───── Text excerpt ─────

Single by KSI and MNDM

from the EP Jump Around
- Released: 29 July 2016
- Length: 2:46
- Label: Island; Universal;
- Songwriter(s): Olajide Olatunji; Derek Safo; Tumai Salih; Charles Cook; Faried Jhauw; Kris Coutinho;
- Producer(s): MNDM; Sway; DJ Turkish; Charles Cook; Faried Jhauw;

KSI singles chronology
| "Goes Off" (2016) | "Friends with Benefits" (2016) | "Jump Around" (2016) |

Music video
- "Friends with Benefits" on YouTube

= Friends with Benefits (song) =

2016 song by KSI and MNDM

"Friends with Benefits" (commonly abbreviated to its initials "FWB") is a song by British YouTuber and recording artist KSI and Dutch record production trio MNDM. It was released on 29 July 2016 by Island Records as the second single from KSI's second extended play (EP), Jump Around (2016). The song's lyrics centre around engaging in a no-strings-attached relationship.

"Friends with Benefits" debuted at number 69 on the UK Singles Chart. The song's music video was released on 5 August 2016 and stars KSI alongside a no-strings-attached friend in a series of silly vignettes which show the pair dressing up as various characters to illustrate some choice lyrics from the song. Scenes include KSI dressing up as Elvis Presley, Jimi Hendrix and Kendrick Lamar.

== Background and release ==

"Friends with Benefits" was written and recorded during a recording studio session in Amsterdam, Netherlands, in February 2016, as documented in KSI's YouTube vlog titled "Amsterdam Music Trip". On 18 July 2016, KSI revealed the song's title, cover art and release date via his social media pages. "Friends with Benefits" was released for digital download and streaming on 29 July 2016 by Island Records, a division of Universal Music Group.

───── Data section ─────

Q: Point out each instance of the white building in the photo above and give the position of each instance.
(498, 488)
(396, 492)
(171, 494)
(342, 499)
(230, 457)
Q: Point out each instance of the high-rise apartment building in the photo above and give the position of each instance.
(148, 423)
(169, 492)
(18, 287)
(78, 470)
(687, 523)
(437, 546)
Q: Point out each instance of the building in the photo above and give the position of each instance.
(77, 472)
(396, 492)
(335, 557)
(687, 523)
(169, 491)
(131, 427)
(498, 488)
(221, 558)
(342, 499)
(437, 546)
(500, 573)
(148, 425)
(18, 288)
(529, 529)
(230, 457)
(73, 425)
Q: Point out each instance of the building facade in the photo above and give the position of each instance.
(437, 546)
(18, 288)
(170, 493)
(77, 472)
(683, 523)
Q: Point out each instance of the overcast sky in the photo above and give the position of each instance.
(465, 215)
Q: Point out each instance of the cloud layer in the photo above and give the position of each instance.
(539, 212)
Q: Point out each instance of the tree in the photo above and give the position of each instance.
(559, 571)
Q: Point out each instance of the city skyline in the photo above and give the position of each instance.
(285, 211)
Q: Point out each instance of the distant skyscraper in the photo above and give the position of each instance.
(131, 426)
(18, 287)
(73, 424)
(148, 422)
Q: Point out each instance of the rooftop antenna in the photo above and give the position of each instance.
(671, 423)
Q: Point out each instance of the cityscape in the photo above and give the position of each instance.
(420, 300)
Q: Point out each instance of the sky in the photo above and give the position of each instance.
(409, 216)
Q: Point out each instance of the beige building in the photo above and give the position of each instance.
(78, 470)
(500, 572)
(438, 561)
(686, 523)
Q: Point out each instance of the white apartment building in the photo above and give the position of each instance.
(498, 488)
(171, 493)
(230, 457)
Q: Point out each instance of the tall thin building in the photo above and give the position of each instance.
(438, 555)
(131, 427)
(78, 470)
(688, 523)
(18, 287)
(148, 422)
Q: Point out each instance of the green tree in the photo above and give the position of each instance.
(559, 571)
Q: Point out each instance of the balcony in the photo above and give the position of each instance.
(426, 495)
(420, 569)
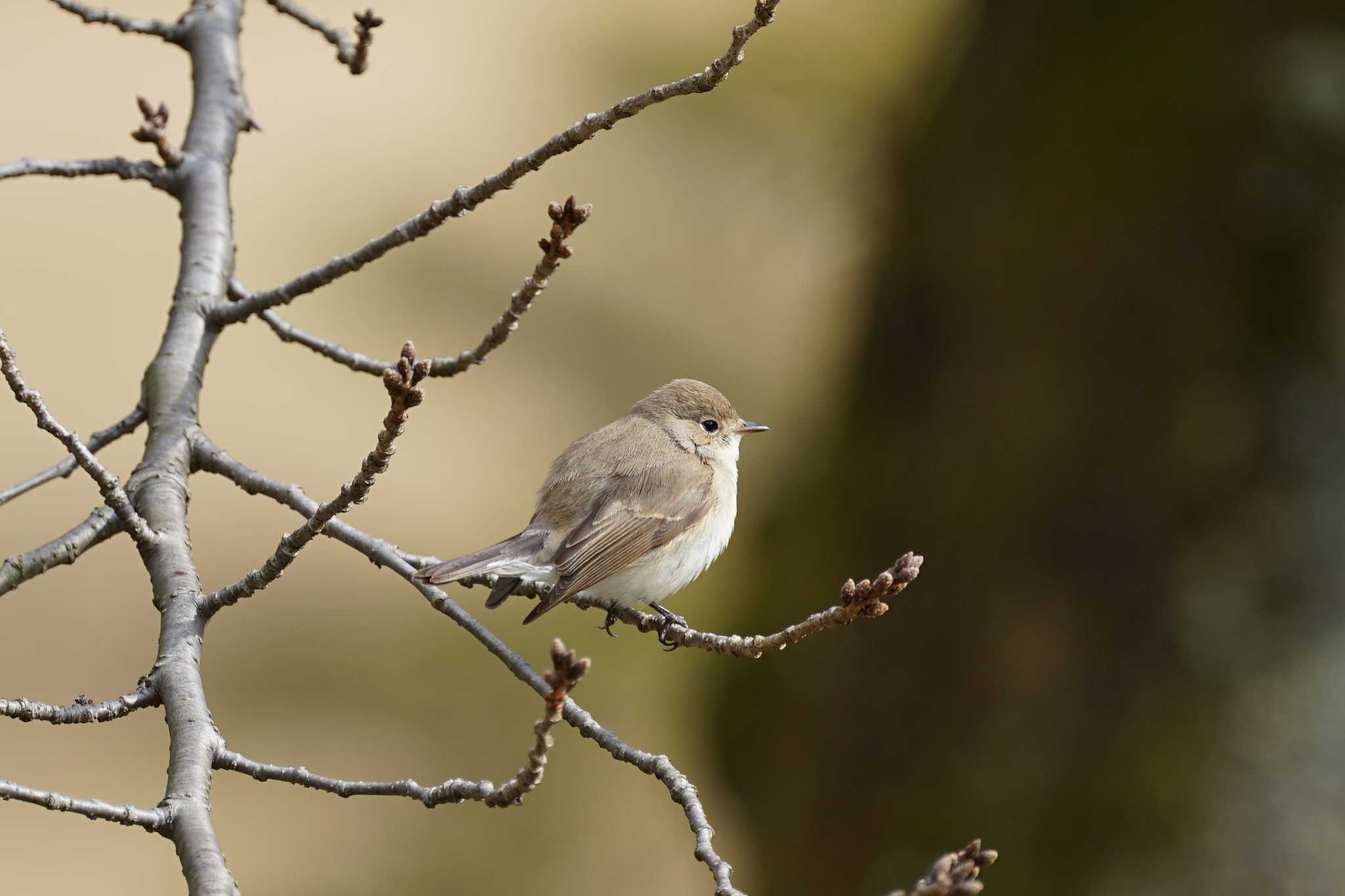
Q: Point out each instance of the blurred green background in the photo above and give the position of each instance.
(1048, 292)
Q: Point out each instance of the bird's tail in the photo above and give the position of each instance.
(505, 557)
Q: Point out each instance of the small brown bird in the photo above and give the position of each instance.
(630, 512)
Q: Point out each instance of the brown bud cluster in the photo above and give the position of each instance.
(956, 874)
(567, 671)
(401, 381)
(151, 131)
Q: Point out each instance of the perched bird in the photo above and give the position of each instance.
(630, 512)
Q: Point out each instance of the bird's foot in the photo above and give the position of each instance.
(669, 620)
(607, 624)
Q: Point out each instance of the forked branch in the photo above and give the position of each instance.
(65, 468)
(464, 199)
(401, 382)
(64, 550)
(567, 671)
(565, 221)
(155, 820)
(82, 711)
(112, 492)
(353, 54)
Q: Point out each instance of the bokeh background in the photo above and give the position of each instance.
(1048, 292)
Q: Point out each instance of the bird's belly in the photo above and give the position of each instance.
(671, 567)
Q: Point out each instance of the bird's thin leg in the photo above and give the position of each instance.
(669, 620)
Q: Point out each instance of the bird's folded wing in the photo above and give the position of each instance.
(635, 516)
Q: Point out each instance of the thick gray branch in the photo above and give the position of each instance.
(464, 199)
(351, 53)
(64, 550)
(214, 459)
(170, 33)
(155, 820)
(82, 711)
(155, 175)
(112, 492)
(401, 382)
(60, 471)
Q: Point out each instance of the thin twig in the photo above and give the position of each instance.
(62, 550)
(401, 382)
(565, 221)
(147, 171)
(112, 492)
(353, 54)
(464, 199)
(155, 820)
(862, 601)
(956, 874)
(151, 131)
(65, 468)
(169, 32)
(210, 457)
(84, 710)
(565, 673)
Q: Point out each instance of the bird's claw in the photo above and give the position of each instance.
(669, 620)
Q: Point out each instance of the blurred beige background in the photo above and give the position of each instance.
(728, 244)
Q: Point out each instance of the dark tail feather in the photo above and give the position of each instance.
(521, 547)
(503, 587)
(548, 601)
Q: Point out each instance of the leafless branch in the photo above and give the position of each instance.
(65, 468)
(170, 33)
(956, 874)
(353, 54)
(155, 820)
(565, 673)
(401, 382)
(84, 710)
(64, 550)
(147, 171)
(565, 221)
(151, 131)
(210, 457)
(112, 492)
(464, 199)
(862, 601)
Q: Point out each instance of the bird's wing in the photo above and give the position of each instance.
(632, 517)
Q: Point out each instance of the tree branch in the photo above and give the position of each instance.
(112, 492)
(353, 54)
(210, 457)
(64, 550)
(154, 175)
(862, 601)
(565, 221)
(956, 874)
(565, 673)
(466, 199)
(65, 468)
(84, 710)
(401, 382)
(170, 33)
(155, 820)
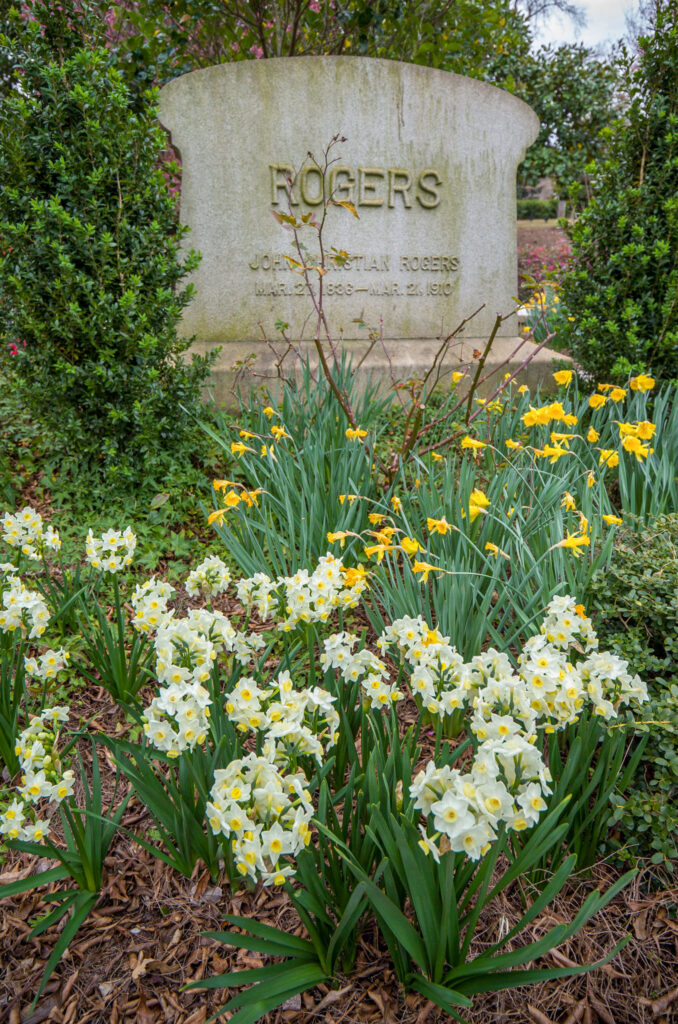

─────

Directive 1 — Translate this sentence from the article on "Friends with Benefits" into Spanish: "The song's lyrics centre around engaging in a no-strings-attached relationship."
Directive 2 —
Answer these questions from the article on "Friends with Benefits":
(a) At what position did the song debut on the UK Singles Chart?
(b) On what date was the song's music video released?
(c) In which city was the song written and recorded?
Directive 3 — Write the passage that follows the final sentence of the article on the song "Friends with Benefits".

Response 1 — La letra de la canción gira en torno a mantener una relación sin compromiso.

Response 2 —
(a) Number 69
(b) 5 August 2016
(c) Amsterdam, Netherlands

Response 3 —
== Music video ==
The music video for "Friends with Benefits" was filmed in the United States in the summer of 2016. It was released to KSI's YouTube channel on 5 August 2016 and has received 50 million views. The video's opening scenes show KSI and several of his Laid in America (2016) co-stars, including Caspar Lee, Alex Wassabi and Gerry Bednob, exiting a limousine upon arrival at a premiere of their film, before walking down a red carpet.

The remainder of the video stars KSI alongside American model Jena Frumes, who plays the role of his no-strings-attached friend, in a series of silly vignettes which show the pair dressing up as various characters to illustrate some choice lyrics from the song. Scenes show the pair dressing up as penguins, a bride and a groom and a pimp and his girl, as well as KSI dressing up as an old man, Tony Montana from Scarface, Elvis Presley, Jimi Hendrix and Kendrick Lamar. At the end of the music video, there is a 15 seconds-long teaser of the music video for KSI's next single "Jump Around" (2016), featuring American rapper Waka Flocka Flame, which was later released on 3 October 2016.

== Commercial performance ==
In the United Kingdom, "Friends with Benefits" debuted at number 69 on the UK Singles Chart. The song dropped to number 78 the following week, before dropping out of the chart. "Friends with Benefits" also debuted at number 12 on the UK Hip Hop and R&B Singles Chart and spent a total of seven weeks on the chart.

== Credits and personnel ==
Credits adapted from Tidal.

- KSI – songwriting, vocals
- MNDM – production
- Sway – production, songwriting
- DJ Turkish – production, songwriting, mixing, mastering
- Charles Cook – production, songwriting
- Faried Jhauw – production, songwriting, drums, recording engineering
- Kris Coutinho – songwriting, drums, recording engineering
- Rutti Cruise – recording engineering
- Denise Kroes – additional vocals
- Gia Re Lodge-O'Meally – additional vocals

== Charts ==

Chart performance for "Friends with Benefits"
| Chart (2016) | Peak position |
|---|---|
| Scotland (OCC) | 43 |
| UK Singles (OCC) | 69 |
| UK Singles Downloads (OCC) | 45 |
| UK Hip Hop/R&B (OCC) | 12 |

== Release history ==

Release dates and formats for "Friends with Benefits"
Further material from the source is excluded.